--- TEXT UNDER STUDY Enclosed Below ---

J.M.: What else can be done?

L.L.: Contrary to what a lot of people say, I think we should have a serious government spending program. My real worry is quite the opposite of the worry of many people on Wall Street. Suppose the gloomy picture I am painting corresponds to what will happen—which of course it may not. And suppose tax receipts fall rapidly as personal income falls. And suppose we then show a government deficit. Given current attitudes about balancing the budget, would the government then be willing to spend more money to stimulate the economy? Would Congress and this administration and the electorate? How long will it take to convince them? This is what the Clinton administration is recommending for Japan, with which I wholeheartedly agree. But will we take our own advice?

J.M.: So how bad could it get?

L.L.: Well, having said all that, let’s remember that we now have all the government programs that keep some income flowing. Automatic stabilizers, as they are called. Unemployment insurance. Social Security. We didn’t have any of that in the early 1930s. So there is a higher floor. And I am certainly not saying all that could go wrong will go wrong.

J.M.: Will it take a long while for this stock market to fall to the full extent it might because there is so much optimism around?

L.L.: Oh, I think so. I think all markets take a long time to make their moves. It always takes a while for the mood to change. Look how optimistic everybody was in June or July. A few months ago. Many people running money today never lived through a bear market. Any time the market falls, they think stocks are now selling at a bargain price. And so they buy. Every rally is said to be the end of the problem. We had a great stock rally from late 1929 to the spring of 1930. Then stocks really collapsed. Not that I remember this personally, I want to stress. Nor am I saying this will happen the same way this time around. I certainly don’t think, as I tried to make clear earlier, that we are headed to anything as severe as the Great Depression. But things could get rougher than most anticipate.

J.M.: What investment strategy are you adopting?

L.L.: My investment decisions are essentially very conservative now. I have been inclined to sell stocks from the portfolio and put the money into US Treasury bonds.

J.M.: In this day, many would find that too conservative a strategy.

L.L.: Well, it isn’t simply defensive. I think we are going to get a big move up in Treasury bonds because interest rates will come down more as the economy weakens.

J.M.: How far could interest rates fall?

L.L.: This is the question I am asking myself these days. It would not surprise me to see rates on long-term government bonds fall to 3 or 4 percent from their current 5.2 or 5.3 percent or so. That would represent a rise in the price of the bond of 20 percent or more.

J.M.: That’s serious “upside potential,” as they say.

L.L.: Yes. So it’s not the worst thing in the world to sell stocks and put money into long-term Treasury securities. You could make a lot of money—maybe.

J.M.: You generally stress the uncertainty in economic behavior. It is an issue that I am also concerned with. Professional economists are typically looking for universal answers. But every period of time is unique in important ways, it seems to me. In the 1990s, a fall in interest rates seems to me to have been highly stimulative. Thus we could grow even as the stimulus from federal spending was reduced. Such a fall in rates in a different period of time may not have been as stimulative.

L.L.: Yes. The thing that makes the task of predicting so damned difficult is that all of the variables change in importance each time. In other words, you look back to past history and you may think you have a perfect grasp of what happened, which nobody could have had back then. But that wouldn’t help you much today. Because all the variables in the equation, as it were, would carry different weight today. My big fear is that we are nearer the beginning of the current turn in history than we are near the end.

--- End of Enclosed TEXT UNDER STUDY ---

• _WHAT YOU ARE ASKED TO DO_
Condense the reply in the interview that begins "Well, having said all that" into a bulleted list, keeping its main facts. The data below has no connection to the interview.

--- EXCERPTED DATA Enclosed Below ---

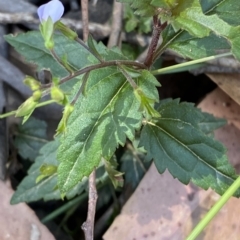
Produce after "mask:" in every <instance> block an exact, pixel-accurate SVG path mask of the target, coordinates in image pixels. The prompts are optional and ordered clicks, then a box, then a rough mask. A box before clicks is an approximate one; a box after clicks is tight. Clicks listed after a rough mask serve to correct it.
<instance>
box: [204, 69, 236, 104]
mask: <svg viewBox="0 0 240 240" xmlns="http://www.w3.org/2000/svg"><path fill="white" fill-rule="evenodd" d="M207 76H208V77H210V78H211V80H212V81H214V82H215V83H216V84H217V85H218V86H219V87H220V88H221V89H222V90H223V91H224V92H225V93H227V94H228V95H229V96H230V97H231V98H232V99H233V100H234V101H236V102H237V103H238V104H239V105H240V74H225V73H222V74H220V73H217V74H207Z"/></svg>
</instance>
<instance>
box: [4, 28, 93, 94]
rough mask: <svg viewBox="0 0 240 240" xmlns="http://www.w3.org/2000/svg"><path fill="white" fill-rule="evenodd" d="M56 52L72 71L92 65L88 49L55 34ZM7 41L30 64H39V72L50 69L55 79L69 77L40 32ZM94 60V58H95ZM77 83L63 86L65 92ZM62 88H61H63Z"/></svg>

--- End of Enclosed EXCERPTED DATA ---

• _RESULT OF THE TASK_
- Government programs now keep some income flowing; these are called automatic stabilizers.
- Examples include unemployment insurance and Social Security.
- None of these existed in the early 1930s, so there is now a higher floor.
- The speaker is not saying that everything that could go wrong will go wrong.